Stored dataset items
---

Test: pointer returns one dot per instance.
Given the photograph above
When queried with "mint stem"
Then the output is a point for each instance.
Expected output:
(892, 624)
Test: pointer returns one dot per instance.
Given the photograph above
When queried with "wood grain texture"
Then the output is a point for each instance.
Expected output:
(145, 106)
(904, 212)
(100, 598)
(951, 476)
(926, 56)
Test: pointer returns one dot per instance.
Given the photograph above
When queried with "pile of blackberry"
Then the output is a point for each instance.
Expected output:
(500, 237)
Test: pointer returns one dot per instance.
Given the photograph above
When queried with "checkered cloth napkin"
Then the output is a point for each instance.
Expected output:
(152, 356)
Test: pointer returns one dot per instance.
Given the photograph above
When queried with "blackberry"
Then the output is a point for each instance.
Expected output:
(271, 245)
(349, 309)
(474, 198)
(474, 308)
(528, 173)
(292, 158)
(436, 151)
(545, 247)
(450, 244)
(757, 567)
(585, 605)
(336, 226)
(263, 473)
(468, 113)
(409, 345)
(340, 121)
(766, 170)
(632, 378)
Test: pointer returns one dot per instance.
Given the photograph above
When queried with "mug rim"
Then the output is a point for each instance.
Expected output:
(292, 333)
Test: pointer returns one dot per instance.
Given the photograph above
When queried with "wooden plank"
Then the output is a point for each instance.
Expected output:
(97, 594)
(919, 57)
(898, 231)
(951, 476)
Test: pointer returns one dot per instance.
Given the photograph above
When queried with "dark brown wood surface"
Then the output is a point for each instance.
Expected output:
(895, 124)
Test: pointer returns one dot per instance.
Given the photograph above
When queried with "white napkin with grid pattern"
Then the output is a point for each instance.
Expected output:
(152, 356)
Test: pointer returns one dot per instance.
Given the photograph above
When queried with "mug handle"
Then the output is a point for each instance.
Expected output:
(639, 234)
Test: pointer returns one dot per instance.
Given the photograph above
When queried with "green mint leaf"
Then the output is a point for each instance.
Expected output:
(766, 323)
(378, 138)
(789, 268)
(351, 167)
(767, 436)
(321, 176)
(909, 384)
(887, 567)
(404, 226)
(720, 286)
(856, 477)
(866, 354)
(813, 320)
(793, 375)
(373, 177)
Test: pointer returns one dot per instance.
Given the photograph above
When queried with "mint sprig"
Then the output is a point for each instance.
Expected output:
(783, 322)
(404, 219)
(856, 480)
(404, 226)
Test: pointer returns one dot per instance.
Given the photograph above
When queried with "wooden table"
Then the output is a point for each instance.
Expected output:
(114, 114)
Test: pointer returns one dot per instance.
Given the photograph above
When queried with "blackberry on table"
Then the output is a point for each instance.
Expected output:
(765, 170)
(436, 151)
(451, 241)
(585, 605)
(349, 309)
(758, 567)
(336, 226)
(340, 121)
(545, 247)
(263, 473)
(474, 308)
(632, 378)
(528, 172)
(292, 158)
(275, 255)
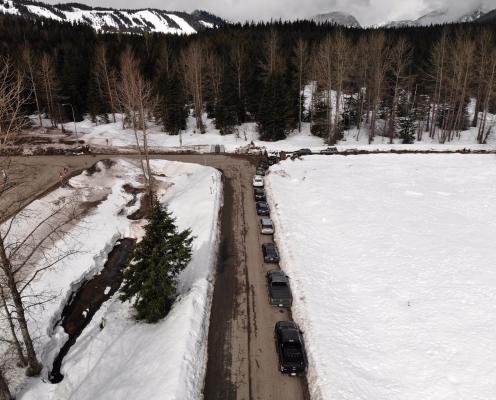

---

#### [Goal]
Show every line in the records above that contains the string "mint", matching case exactly.

#### [Task solution]
When queried with "mint stem"
When queried with "green mint leaf"
When queried with "mint sprig"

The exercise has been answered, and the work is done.